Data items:
##############################

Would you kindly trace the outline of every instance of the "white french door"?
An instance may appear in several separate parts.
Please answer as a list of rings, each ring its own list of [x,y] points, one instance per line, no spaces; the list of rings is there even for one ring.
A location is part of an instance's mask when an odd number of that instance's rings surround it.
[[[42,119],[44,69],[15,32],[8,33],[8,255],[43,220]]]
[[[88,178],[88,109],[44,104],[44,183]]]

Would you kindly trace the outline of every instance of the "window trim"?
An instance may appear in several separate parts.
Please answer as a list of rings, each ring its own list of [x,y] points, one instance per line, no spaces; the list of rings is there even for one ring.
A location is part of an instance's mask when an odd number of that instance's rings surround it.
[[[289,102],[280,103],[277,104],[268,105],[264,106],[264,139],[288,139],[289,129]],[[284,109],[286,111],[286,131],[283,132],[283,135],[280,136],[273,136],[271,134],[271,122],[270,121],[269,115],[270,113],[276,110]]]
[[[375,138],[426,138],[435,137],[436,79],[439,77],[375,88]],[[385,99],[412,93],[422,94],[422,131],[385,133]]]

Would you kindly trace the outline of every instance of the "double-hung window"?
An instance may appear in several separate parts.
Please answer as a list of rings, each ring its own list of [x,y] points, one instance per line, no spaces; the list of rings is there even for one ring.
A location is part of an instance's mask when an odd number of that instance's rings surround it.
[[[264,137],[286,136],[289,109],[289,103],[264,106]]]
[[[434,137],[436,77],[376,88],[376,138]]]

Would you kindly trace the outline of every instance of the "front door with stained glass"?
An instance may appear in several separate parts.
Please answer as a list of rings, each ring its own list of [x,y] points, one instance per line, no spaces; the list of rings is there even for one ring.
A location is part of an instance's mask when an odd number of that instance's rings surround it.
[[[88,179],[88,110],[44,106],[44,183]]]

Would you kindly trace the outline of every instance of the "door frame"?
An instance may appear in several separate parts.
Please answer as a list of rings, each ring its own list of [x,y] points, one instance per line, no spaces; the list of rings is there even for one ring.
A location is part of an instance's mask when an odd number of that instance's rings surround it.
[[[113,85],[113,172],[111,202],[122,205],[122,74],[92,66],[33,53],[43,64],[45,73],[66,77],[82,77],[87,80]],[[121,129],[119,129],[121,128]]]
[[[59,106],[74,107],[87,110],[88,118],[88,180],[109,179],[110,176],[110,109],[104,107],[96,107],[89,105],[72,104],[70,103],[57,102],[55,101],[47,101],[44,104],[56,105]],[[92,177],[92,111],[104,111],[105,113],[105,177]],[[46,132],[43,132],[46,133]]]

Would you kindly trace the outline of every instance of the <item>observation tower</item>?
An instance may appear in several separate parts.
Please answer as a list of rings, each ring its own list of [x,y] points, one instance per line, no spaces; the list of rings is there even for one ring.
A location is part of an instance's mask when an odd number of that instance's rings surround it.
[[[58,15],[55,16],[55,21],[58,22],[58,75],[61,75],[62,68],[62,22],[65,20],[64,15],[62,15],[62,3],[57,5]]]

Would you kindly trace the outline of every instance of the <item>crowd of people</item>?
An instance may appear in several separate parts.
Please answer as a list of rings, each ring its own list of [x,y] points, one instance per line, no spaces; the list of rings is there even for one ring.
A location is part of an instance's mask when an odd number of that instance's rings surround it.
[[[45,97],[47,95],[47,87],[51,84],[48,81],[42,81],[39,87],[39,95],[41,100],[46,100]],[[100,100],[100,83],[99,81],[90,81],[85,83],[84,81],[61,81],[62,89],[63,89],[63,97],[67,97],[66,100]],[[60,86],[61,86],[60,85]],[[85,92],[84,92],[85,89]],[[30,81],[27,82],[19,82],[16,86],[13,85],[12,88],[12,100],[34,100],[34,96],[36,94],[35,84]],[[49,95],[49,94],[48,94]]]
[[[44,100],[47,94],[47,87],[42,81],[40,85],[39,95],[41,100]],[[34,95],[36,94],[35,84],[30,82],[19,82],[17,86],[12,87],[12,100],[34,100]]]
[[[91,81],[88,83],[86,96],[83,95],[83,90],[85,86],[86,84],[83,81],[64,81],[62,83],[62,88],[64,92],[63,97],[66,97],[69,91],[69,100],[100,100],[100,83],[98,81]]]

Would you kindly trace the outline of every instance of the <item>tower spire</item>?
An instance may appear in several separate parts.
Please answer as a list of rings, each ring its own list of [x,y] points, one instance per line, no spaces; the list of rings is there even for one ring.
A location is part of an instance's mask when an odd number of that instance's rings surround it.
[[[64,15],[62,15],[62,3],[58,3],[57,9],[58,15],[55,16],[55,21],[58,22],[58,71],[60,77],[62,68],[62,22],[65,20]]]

##############################

What you should do
Please repeat the data word for word, from its first line through the line containing "[[[88,178],[88,109],[44,104],[44,183]]]".

Correct answer
Would you kindly trace the outline of every instance of the "white french door"?
An instance may appear in several separate parts.
Please answer as a list of rings, each ring its own list of [x,y] points, one instance per line, no spaces; the list of rings is there even for one ring.
A location is part of an instance's mask when an odd number of that instance's rings surround it.
[[[42,119],[44,69],[15,32],[8,33],[8,255],[43,220]]]
[[[88,178],[88,109],[44,104],[44,183]]]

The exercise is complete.